### WHAT YOU WILL DO
Copy every line below that has the word "salt" in it.

### DATA EXTRACT
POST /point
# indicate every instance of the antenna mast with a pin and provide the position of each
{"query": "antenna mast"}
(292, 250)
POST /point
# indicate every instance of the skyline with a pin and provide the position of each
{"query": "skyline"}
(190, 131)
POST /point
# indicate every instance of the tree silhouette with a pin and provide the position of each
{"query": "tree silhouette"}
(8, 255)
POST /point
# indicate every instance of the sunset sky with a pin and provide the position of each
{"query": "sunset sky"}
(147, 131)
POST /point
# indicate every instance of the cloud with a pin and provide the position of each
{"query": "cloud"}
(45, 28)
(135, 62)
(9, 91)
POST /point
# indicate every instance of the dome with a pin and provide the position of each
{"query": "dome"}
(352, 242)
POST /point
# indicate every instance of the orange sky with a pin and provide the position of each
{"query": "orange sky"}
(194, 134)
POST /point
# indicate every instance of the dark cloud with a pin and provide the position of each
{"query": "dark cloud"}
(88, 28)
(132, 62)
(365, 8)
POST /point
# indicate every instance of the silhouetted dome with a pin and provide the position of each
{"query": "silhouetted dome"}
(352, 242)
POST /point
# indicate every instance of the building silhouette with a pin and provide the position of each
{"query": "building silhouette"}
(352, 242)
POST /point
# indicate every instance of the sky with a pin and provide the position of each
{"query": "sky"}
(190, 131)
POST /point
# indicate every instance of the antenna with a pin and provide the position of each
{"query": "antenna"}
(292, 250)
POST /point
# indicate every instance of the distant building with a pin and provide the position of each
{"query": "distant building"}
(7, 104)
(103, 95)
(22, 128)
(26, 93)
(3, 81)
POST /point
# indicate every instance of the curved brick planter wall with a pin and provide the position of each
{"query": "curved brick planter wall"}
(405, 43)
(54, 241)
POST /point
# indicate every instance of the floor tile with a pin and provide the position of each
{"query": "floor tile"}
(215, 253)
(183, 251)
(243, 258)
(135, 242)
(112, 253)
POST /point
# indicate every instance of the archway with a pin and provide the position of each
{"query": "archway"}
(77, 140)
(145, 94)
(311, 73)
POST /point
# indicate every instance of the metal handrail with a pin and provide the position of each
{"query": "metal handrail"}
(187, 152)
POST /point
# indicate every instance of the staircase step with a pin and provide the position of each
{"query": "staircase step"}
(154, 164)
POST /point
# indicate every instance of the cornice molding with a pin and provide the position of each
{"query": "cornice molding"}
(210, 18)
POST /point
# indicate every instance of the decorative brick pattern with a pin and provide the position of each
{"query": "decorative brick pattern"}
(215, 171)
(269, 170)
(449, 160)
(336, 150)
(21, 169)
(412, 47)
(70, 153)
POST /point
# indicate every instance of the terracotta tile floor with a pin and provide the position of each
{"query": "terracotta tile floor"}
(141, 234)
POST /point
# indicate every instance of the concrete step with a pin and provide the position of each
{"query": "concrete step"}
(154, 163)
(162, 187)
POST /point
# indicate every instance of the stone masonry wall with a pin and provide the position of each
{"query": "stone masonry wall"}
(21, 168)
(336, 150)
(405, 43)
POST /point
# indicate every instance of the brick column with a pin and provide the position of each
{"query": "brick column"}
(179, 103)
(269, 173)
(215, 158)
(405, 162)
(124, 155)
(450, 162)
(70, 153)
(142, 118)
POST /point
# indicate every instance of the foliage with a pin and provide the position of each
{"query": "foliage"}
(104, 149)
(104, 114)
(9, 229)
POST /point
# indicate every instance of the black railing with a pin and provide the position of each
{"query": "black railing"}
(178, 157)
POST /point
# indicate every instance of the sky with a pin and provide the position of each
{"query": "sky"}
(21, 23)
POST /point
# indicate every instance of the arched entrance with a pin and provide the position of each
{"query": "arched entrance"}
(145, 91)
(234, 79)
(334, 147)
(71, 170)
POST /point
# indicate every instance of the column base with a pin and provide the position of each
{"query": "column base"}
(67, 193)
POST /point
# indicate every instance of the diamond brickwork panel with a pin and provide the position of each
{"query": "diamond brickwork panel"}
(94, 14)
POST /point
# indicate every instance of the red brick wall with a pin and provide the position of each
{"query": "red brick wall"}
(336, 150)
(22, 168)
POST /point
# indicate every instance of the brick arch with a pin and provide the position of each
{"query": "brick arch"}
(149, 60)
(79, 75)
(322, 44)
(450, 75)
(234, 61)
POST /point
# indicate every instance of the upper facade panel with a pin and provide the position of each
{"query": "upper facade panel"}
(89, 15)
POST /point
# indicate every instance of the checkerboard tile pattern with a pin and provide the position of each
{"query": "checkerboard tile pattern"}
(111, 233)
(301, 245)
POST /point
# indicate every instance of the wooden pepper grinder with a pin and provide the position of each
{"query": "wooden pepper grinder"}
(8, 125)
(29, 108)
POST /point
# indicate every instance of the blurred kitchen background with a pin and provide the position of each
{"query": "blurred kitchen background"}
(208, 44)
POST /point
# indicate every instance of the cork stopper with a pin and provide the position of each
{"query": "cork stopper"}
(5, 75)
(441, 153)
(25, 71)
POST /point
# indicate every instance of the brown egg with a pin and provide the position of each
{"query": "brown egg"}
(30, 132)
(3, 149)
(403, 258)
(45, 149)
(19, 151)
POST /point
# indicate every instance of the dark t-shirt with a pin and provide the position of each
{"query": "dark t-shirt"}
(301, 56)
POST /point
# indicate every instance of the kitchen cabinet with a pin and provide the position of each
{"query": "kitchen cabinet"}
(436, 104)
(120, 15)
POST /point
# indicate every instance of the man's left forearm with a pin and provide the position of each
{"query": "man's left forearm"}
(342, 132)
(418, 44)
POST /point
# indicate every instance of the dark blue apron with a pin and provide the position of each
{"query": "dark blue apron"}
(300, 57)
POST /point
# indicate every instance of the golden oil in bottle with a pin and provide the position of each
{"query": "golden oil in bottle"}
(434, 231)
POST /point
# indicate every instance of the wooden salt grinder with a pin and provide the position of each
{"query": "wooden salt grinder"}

### ANSWER AREA
# indicate every instance of the wooden salt grinder with a pin and provide the position of each
{"query": "wooden salt grinder"}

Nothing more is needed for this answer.